++++ RECORDS SHOWN ++++

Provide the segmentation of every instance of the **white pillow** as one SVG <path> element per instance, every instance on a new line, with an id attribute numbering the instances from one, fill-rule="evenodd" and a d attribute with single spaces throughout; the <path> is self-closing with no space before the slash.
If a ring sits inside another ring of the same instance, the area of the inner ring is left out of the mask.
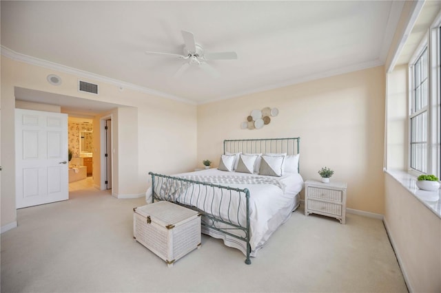
<path id="1" fill-rule="evenodd" d="M 226 171 L 231 172 L 233 171 L 234 166 L 235 155 L 221 155 L 220 161 L 219 161 L 219 166 L 218 169 L 220 171 Z"/>
<path id="2" fill-rule="evenodd" d="M 240 155 L 242 152 L 239 153 L 229 153 L 228 151 L 225 152 L 225 155 L 234 155 L 234 166 L 233 166 L 233 170 L 236 170 L 237 169 L 237 164 L 239 163 L 239 155 Z"/>
<path id="3" fill-rule="evenodd" d="M 282 176 L 286 155 L 262 155 L 259 175 Z"/>
<path id="4" fill-rule="evenodd" d="M 259 173 L 259 168 L 260 167 L 260 155 L 261 153 L 244 153 L 244 155 L 257 155 L 257 159 L 256 159 L 256 162 L 254 162 L 254 173 Z"/>
<path id="5" fill-rule="evenodd" d="M 300 156 L 300 153 L 287 155 L 284 172 L 298 173 L 298 159 Z"/>
<path id="6" fill-rule="evenodd" d="M 268 155 L 269 157 L 285 157 L 285 159 L 283 160 L 283 164 L 282 165 L 282 173 L 285 173 L 285 162 L 286 162 L 286 157 L 287 157 L 287 153 L 267 153 L 264 154 L 265 155 Z M 260 168 L 259 168 L 260 169 Z"/>
<path id="7" fill-rule="evenodd" d="M 254 172 L 254 162 L 257 160 L 258 155 L 239 155 L 238 163 L 236 172 L 248 173 L 252 174 Z"/>

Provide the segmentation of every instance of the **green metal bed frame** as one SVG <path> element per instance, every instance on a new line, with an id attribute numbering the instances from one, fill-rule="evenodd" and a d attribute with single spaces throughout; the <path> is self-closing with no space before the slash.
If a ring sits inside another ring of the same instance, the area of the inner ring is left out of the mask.
<path id="1" fill-rule="evenodd" d="M 298 153 L 299 151 L 300 138 L 226 140 L 223 141 L 224 154 L 242 152 L 249 153 L 287 153 L 288 155 L 294 155 Z M 298 171 L 300 172 L 300 168 Z M 245 241 L 247 246 L 245 263 L 251 264 L 250 194 L 248 188 L 232 188 L 179 177 L 156 174 L 152 172 L 149 172 L 149 175 L 152 176 L 152 202 L 154 202 L 155 200 L 167 200 L 197 210 L 203 216 L 201 221 L 203 226 Z M 227 202 L 228 217 L 225 217 L 220 215 L 220 207 L 219 210 L 213 210 L 214 199 L 208 198 L 209 196 L 208 195 L 209 188 L 212 188 L 211 191 L 213 193 L 215 193 L 215 190 L 220 192 L 220 202 L 225 201 Z M 238 206 L 237 213 L 236 211 L 233 213 L 236 217 L 232 218 L 229 208 L 234 197 L 238 197 Z M 203 202 L 204 206 L 206 206 L 207 201 L 208 201 L 208 205 L 211 206 L 211 208 L 205 210 L 202 210 L 193 204 L 185 204 L 196 202 L 197 204 Z M 241 221 L 239 217 L 239 210 L 243 204 L 245 205 L 246 208 L 245 222 Z M 223 226 L 220 227 L 223 224 Z M 230 231 L 235 232 L 236 234 Z"/>

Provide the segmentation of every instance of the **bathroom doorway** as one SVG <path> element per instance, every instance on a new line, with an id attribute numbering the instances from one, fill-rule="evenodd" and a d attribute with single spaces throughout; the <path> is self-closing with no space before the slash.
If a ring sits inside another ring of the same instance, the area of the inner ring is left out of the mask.
<path id="1" fill-rule="evenodd" d="M 112 155 L 113 146 L 112 144 L 112 115 L 102 117 L 101 119 L 101 153 L 103 160 L 101 160 L 101 189 L 112 189 Z"/>
<path id="2" fill-rule="evenodd" d="M 69 116 L 68 133 L 69 153 L 72 154 L 69 162 L 69 183 L 85 180 L 86 178 L 92 179 L 94 160 L 93 120 Z"/>

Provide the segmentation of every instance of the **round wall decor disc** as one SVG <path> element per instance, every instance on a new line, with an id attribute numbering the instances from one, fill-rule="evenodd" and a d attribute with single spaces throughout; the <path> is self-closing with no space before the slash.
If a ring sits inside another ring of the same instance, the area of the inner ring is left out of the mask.
<path id="1" fill-rule="evenodd" d="M 265 125 L 265 122 L 263 122 L 263 119 L 262 118 L 258 119 L 254 122 L 254 127 L 256 127 L 257 129 L 263 127 L 263 125 Z"/>
<path id="2" fill-rule="evenodd" d="M 49 74 L 46 79 L 52 85 L 60 85 L 61 84 L 61 78 L 55 74 Z"/>
<path id="3" fill-rule="evenodd" d="M 256 120 L 262 118 L 262 111 L 260 110 L 253 110 L 251 111 L 251 116 L 253 118 L 253 120 L 256 121 Z"/>
<path id="4" fill-rule="evenodd" d="M 273 117 L 276 117 L 278 115 L 278 109 L 273 108 L 271 109 L 271 116 Z"/>
<path id="5" fill-rule="evenodd" d="M 271 108 L 269 107 L 265 107 L 265 108 L 263 108 L 262 109 L 262 116 L 263 117 L 265 116 L 269 116 L 271 115 Z"/>

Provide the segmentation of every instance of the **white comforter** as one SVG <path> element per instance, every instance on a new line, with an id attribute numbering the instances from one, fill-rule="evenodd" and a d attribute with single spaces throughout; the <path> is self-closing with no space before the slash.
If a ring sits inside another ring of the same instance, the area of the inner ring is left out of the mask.
<path id="1" fill-rule="evenodd" d="M 234 176 L 248 176 L 248 177 L 269 177 L 268 179 L 278 180 L 280 184 L 273 185 L 269 184 L 234 184 L 234 183 L 214 183 L 215 184 L 228 186 L 232 188 L 245 188 L 249 190 L 249 219 L 250 219 L 250 244 L 252 248 L 252 257 L 256 256 L 256 252 L 260 249 L 269 238 L 271 235 L 283 224 L 291 216 L 291 213 L 297 204 L 296 196 L 303 188 L 303 180 L 298 173 L 286 173 L 280 177 L 270 176 L 261 176 L 256 174 L 247 174 L 236 172 L 225 172 L 215 169 L 203 170 L 196 172 L 181 173 L 174 175 L 174 177 L 183 177 L 188 178 L 189 176 L 196 175 L 202 177 L 223 176 L 225 175 Z M 278 186 L 277 186 L 278 185 Z M 282 188 L 281 188 L 282 187 Z M 235 197 L 237 194 L 233 192 L 233 200 L 229 202 L 225 200 L 225 194 L 223 195 L 223 200 L 220 201 L 220 194 L 218 189 L 201 188 L 203 191 L 209 193 L 210 196 L 214 196 L 218 200 L 214 201 L 215 205 L 213 206 L 211 202 L 204 202 L 197 199 L 196 197 L 189 196 L 188 191 L 183 192 L 181 195 L 179 202 L 186 204 L 190 204 L 198 208 L 207 210 L 208 213 L 214 214 L 215 216 L 220 216 L 223 219 L 229 219 L 234 224 L 240 222 L 241 226 L 246 224 L 246 207 L 245 204 L 245 197 L 240 199 Z M 197 191 L 198 192 L 199 191 Z M 225 192 L 225 190 L 223 190 Z M 197 194 L 197 193 L 196 193 Z M 239 202 L 240 201 L 240 202 Z M 146 202 L 152 202 L 152 191 L 149 188 L 146 193 Z M 240 205 L 239 215 L 238 219 L 237 206 Z M 228 214 L 228 210 L 230 213 Z M 205 229 L 204 232 L 209 234 L 216 238 L 222 238 L 228 246 L 235 247 L 246 254 L 246 244 L 241 241 L 238 241 L 234 237 L 228 237 L 219 233 L 217 231 L 210 229 Z"/>

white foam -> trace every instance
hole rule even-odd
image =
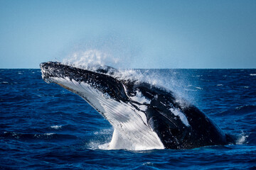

++++

• DIRECTIONS: Put the stretch from the line containing "white foam -> trace every instance" through the end of the records into a Markdown table with the columns Row and Record line, one numbered row per line and no rows for blank lines. Omit the pictures from the table.

• SOLUTION FOR THIS TASK:
| Row | Record line |
|---|---|
| 1 | white foam -> trace every instance |
| 2 | hole rule even-odd |
| 3 | image = |